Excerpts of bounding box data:
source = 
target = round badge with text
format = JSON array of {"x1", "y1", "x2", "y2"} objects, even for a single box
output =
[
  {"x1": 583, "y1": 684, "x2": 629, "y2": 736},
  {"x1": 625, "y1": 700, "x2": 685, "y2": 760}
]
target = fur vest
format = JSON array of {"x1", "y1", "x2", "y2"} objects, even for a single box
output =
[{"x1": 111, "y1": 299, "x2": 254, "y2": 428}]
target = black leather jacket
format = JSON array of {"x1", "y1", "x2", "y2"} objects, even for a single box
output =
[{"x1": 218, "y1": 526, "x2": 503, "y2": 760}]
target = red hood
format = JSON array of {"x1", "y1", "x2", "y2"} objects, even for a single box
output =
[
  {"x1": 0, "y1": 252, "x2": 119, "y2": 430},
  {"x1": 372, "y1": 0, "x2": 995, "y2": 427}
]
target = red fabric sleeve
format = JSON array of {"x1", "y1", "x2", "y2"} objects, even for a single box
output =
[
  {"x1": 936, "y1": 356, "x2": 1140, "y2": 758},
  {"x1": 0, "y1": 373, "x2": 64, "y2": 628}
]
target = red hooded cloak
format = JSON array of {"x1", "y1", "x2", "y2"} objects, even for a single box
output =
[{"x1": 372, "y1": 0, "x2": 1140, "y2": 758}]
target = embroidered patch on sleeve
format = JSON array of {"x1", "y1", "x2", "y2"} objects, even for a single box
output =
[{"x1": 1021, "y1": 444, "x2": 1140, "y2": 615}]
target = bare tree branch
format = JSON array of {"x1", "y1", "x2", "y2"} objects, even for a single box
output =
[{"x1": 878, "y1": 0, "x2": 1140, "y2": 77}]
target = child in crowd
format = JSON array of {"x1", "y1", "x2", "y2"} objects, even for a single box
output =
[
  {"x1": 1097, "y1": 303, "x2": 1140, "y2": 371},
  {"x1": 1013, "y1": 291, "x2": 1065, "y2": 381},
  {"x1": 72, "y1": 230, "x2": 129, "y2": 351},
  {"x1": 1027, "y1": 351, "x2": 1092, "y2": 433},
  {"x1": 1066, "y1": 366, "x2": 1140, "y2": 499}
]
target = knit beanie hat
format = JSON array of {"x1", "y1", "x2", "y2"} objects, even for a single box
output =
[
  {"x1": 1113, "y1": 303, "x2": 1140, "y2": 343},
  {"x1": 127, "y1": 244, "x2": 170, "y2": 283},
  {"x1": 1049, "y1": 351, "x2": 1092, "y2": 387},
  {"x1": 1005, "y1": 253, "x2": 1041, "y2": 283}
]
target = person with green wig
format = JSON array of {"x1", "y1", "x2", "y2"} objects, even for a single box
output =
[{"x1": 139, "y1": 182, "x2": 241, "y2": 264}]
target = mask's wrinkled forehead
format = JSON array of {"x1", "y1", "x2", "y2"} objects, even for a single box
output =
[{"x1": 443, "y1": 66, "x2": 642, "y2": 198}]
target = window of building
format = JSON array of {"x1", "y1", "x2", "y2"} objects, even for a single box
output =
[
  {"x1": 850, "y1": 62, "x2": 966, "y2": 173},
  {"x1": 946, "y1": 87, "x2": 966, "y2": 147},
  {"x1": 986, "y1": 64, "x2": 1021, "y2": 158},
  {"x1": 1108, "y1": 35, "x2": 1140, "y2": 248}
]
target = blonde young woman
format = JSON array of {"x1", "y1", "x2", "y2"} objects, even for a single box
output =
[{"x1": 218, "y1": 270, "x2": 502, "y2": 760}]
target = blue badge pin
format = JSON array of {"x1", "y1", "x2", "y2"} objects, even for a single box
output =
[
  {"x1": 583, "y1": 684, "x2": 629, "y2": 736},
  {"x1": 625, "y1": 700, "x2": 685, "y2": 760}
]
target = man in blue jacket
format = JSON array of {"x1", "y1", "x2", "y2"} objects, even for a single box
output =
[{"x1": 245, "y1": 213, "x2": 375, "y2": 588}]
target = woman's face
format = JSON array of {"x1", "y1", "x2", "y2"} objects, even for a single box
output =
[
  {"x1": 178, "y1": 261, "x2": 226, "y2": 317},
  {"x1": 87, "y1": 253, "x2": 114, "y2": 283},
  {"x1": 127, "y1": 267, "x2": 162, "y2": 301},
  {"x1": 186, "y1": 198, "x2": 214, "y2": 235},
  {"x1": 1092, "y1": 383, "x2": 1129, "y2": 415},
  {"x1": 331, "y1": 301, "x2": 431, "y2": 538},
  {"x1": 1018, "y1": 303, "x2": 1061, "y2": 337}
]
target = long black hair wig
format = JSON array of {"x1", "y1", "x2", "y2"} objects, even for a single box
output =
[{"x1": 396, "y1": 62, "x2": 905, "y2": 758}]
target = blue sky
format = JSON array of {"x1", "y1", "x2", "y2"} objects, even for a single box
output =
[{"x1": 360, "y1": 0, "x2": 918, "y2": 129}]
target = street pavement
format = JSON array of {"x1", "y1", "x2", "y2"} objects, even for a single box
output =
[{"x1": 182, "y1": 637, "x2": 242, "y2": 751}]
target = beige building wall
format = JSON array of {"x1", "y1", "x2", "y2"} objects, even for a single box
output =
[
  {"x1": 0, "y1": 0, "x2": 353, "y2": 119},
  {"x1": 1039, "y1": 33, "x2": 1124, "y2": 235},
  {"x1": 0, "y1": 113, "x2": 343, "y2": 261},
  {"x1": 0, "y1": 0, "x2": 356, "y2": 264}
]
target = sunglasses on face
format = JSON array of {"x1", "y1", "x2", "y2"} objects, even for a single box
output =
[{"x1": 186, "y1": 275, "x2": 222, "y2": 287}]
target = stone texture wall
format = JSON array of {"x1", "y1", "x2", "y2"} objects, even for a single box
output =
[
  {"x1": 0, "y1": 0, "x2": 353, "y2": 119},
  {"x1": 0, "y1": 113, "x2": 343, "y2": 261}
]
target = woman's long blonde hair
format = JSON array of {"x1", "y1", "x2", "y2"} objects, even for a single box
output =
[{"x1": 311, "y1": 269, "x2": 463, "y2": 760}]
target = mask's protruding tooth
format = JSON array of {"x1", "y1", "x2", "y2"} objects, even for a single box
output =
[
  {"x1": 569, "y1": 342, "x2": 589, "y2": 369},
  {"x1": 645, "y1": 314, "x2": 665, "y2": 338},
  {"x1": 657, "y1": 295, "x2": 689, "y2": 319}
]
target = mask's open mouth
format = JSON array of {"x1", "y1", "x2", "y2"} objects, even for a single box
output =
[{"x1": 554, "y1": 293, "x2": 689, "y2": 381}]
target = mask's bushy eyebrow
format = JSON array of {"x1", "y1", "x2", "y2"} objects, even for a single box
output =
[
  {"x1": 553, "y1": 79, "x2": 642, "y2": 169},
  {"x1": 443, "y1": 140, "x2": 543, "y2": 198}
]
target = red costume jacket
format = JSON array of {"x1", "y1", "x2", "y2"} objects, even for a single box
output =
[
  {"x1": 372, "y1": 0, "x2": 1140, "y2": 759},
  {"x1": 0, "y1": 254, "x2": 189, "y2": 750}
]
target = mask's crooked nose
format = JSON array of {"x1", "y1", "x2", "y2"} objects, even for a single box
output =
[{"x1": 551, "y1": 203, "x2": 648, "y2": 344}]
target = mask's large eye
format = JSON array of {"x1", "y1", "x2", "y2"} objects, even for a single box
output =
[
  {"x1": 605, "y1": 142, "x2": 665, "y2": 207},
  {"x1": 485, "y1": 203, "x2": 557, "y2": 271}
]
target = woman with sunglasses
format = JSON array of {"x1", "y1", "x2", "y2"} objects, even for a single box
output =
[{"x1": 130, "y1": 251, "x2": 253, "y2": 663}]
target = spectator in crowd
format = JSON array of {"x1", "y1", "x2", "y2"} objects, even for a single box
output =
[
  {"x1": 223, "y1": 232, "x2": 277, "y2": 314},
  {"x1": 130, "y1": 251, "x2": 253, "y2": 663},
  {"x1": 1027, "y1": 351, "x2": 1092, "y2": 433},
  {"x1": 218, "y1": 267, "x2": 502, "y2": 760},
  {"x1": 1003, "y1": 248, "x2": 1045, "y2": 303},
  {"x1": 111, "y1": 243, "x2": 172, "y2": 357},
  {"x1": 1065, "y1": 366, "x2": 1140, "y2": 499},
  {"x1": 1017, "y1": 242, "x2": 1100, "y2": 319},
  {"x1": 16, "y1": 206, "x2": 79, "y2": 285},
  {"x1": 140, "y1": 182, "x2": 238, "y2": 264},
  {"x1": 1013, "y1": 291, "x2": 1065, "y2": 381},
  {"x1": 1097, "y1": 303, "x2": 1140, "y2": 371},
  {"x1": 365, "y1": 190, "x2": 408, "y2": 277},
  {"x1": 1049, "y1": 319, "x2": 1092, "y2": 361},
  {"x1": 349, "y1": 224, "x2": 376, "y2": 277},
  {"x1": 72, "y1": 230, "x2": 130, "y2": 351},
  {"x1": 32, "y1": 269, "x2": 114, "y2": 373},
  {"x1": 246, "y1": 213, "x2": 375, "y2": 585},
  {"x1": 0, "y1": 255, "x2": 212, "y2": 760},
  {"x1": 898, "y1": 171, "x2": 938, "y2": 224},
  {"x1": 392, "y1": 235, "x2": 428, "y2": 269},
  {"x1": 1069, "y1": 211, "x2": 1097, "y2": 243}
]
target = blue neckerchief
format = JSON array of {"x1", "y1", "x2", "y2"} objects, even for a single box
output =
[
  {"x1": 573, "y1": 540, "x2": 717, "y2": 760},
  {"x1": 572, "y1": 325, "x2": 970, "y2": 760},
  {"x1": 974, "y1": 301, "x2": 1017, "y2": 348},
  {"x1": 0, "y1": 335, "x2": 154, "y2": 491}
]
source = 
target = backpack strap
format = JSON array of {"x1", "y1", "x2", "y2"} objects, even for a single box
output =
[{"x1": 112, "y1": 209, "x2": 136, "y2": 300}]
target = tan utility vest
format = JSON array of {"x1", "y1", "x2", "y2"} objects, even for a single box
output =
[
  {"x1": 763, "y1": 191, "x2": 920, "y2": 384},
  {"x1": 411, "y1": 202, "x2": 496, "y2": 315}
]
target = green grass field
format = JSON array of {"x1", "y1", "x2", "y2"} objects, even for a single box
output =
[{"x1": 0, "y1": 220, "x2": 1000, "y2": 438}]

Instruction - Starting at the line that contains "target = blue neckerchief", write out every line to the end of the entries, exactly as given.

Exercise response -
target = blue neckerchief
format = JSON array of {"x1", "y1", "x2", "y2"} objects, even for a single box
output =
[
  {"x1": 573, "y1": 540, "x2": 717, "y2": 760},
  {"x1": 572, "y1": 325, "x2": 970, "y2": 760},
  {"x1": 974, "y1": 301, "x2": 1017, "y2": 348},
  {"x1": 0, "y1": 335, "x2": 154, "y2": 491}
]
source = 
target = backpack strap
format = JSON array of {"x1", "y1", "x2", "y2"} objects, even for a single box
output =
[{"x1": 112, "y1": 209, "x2": 136, "y2": 300}]
target = tan utility vest
format = JSON array of {"x1", "y1", "x2", "y2"} objects, even for a single box
output =
[
  {"x1": 763, "y1": 191, "x2": 920, "y2": 384},
  {"x1": 411, "y1": 202, "x2": 496, "y2": 315}
]
target = green grass field
format = JSON array of {"x1", "y1", "x2", "y2"} objects, even for a single box
output =
[{"x1": 0, "y1": 220, "x2": 1000, "y2": 438}]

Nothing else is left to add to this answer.